Raw data:
:::::

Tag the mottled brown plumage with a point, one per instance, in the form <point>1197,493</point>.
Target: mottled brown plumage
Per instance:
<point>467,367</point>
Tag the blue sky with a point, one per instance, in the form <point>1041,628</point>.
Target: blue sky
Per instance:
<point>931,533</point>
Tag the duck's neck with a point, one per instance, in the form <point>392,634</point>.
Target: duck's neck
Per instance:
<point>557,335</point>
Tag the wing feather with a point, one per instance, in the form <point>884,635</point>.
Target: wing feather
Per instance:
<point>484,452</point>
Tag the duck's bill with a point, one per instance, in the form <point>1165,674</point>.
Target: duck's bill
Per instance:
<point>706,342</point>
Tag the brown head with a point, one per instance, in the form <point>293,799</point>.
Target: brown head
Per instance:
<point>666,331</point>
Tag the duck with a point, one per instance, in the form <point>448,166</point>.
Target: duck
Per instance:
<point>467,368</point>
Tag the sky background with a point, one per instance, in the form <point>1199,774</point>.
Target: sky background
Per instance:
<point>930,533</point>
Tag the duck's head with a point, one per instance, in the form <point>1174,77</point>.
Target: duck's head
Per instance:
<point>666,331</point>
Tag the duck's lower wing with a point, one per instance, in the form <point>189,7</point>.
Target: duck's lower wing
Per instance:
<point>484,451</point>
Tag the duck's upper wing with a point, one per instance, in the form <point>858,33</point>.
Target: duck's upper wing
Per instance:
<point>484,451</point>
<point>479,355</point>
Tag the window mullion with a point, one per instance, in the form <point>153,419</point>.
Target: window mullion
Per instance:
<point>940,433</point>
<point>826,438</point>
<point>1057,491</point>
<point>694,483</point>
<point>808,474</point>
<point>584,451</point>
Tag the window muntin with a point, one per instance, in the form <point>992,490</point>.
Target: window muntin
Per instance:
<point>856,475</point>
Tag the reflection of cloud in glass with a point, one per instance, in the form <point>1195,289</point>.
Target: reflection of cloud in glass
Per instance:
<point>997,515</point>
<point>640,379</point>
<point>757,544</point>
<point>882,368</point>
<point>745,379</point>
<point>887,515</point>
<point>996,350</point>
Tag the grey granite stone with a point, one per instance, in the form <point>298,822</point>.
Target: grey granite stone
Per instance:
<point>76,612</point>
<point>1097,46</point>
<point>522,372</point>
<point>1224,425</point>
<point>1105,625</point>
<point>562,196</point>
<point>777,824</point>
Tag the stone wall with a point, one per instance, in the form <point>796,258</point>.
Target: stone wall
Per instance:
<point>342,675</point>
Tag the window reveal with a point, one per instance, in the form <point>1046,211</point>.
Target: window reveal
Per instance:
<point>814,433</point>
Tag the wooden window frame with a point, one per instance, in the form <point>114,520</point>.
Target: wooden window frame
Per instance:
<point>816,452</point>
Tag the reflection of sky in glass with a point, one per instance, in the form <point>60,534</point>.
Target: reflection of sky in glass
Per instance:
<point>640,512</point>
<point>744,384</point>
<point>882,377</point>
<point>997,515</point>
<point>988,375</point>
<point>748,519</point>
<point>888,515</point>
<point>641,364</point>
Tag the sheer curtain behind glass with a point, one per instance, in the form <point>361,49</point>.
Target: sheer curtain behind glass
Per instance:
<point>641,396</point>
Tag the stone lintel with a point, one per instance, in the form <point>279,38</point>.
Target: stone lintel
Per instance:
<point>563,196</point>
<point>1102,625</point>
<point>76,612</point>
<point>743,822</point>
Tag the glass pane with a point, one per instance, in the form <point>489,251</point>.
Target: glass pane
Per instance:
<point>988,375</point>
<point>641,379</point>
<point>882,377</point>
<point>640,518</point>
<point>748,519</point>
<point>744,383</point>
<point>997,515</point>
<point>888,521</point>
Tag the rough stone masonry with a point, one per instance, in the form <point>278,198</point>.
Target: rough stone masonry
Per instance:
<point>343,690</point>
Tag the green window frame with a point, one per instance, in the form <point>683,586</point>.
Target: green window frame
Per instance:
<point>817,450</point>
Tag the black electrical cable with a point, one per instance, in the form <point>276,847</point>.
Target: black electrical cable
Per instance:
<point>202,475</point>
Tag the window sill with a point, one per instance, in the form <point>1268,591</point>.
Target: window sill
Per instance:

:::::

Short exercise: Can you write out all of the lines above again, swapping "Target" for "Label" everywhere it occurs and changing nothing else?

Solution:
Tag the mottled brown plumage with a point, one per instance, in the form <point>1197,493</point>.
Label: mottled brown plumage
Per instance:
<point>467,367</point>
Tag the blue sky with a point, one per instance, in the form <point>1041,628</point>.
Label: blue sky
Per instance:
<point>931,533</point>
Tag the duck's neck with a point, one per instance, in the form <point>392,634</point>.
Label: duck's neck
Per instance:
<point>557,335</point>
Tag the wing feather with a point, one per instance, in the form <point>884,635</point>.
Label: wing feather
Per instance:
<point>484,452</point>
Tag the duck's bill with a point, one per instance, in the form <point>1165,674</point>.
Label: duck's bill
Per instance:
<point>706,342</point>
Tag the brown head with a point, one per instance, in the form <point>293,799</point>.
Label: brown head
Per instance:
<point>666,331</point>
Tag the duck with a point, one per instance, in the form <point>448,166</point>.
Label: duck
Per instance:
<point>467,368</point>
Tag the sky background with a point, one per instance, in the form <point>1199,774</point>.
Label: sky background
Per instance:
<point>930,533</point>
Tag the duck's head with a point, one per instance, in the form <point>1174,77</point>.
Label: duck's head
Per instance:
<point>666,331</point>
Tag the duck's lower wing with a point, one per instance, in the form <point>189,7</point>.
Label: duck's lower wing
Per instance:
<point>484,451</point>
Tag the duck's upper wing with a point, one per instance, in the form <point>858,33</point>.
Label: duck's upper wing
Per instance:
<point>484,451</point>
<point>479,355</point>
Tag the window mullion with a point, one per instance, in the form <point>153,419</point>.
Label: window mullion
Per instance:
<point>940,433</point>
<point>826,438</point>
<point>1057,491</point>
<point>694,483</point>
<point>808,474</point>
<point>584,451</point>
Tag the window muntin with a point, one per instance, in the form <point>992,490</point>.
Label: window muntin
Per instance:
<point>856,475</point>
Tag the reflection of cloud in glass with a point, one per instance, in the form <point>1195,289</point>.
Label: reflection of cloud in glass
Per instance:
<point>997,515</point>
<point>640,379</point>
<point>757,544</point>
<point>882,368</point>
<point>745,379</point>
<point>887,515</point>
<point>996,350</point>
Tag the grey granite stone with a point, one per instance, in the form <point>298,822</point>.
Label: grey granite stone
Per instance:
<point>76,612</point>
<point>1097,46</point>
<point>522,372</point>
<point>1224,425</point>
<point>1105,625</point>
<point>562,196</point>
<point>777,824</point>
Tag the stone wall with a point, one per instance, in the form <point>796,258</point>.
Label: stone wall
Per instance:
<point>342,675</point>
Tag the window reveal with a point, one per instance, in the form <point>1046,211</point>.
Label: window reveal
Per instance:
<point>814,433</point>
Tag the wooden window frame with a point, one per instance, in the form <point>114,520</point>.
Label: wooden window frame
Per instance:
<point>816,452</point>
Tag the reflection of sky in glass with a point, one per instance, in the form <point>60,534</point>.
Label: reflection of sky in glass
Per instance:
<point>640,512</point>
<point>744,384</point>
<point>882,377</point>
<point>997,515</point>
<point>988,375</point>
<point>748,519</point>
<point>888,515</point>
<point>641,364</point>
Tag the sheer curtain behind glass with a point, one per instance, in the form <point>361,49</point>.
Label: sheer curtain behind glass
Per instance:
<point>641,396</point>
Tag the stone lintel with a point, one per instance, in the form <point>279,38</point>.
Label: stone lintel
Per instance:
<point>563,196</point>
<point>1102,625</point>
<point>76,612</point>
<point>743,822</point>
Tag the glass pane with a point, one per instance, in the form <point>489,251</point>.
Label: glass pane
Per instance:
<point>988,375</point>
<point>641,379</point>
<point>882,377</point>
<point>640,518</point>
<point>748,519</point>
<point>744,383</point>
<point>997,515</point>
<point>888,521</point>
Tag the rough stone masonry with a point, one per instance, in the form <point>278,198</point>.
Label: rough stone masonry
Per instance:
<point>343,690</point>
Tag the green window frame with a point, one per instance, in the form <point>683,586</point>.
Label: green window frame
Per instance:
<point>817,450</point>
Tag the black electrical cable with a point, one per instance, in the form <point>276,847</point>.
Label: black electrical cable
Per instance:
<point>202,475</point>
Tag the window sill with a point, one per instance, in the form <point>1268,591</point>.
Label: window sill
Per instance:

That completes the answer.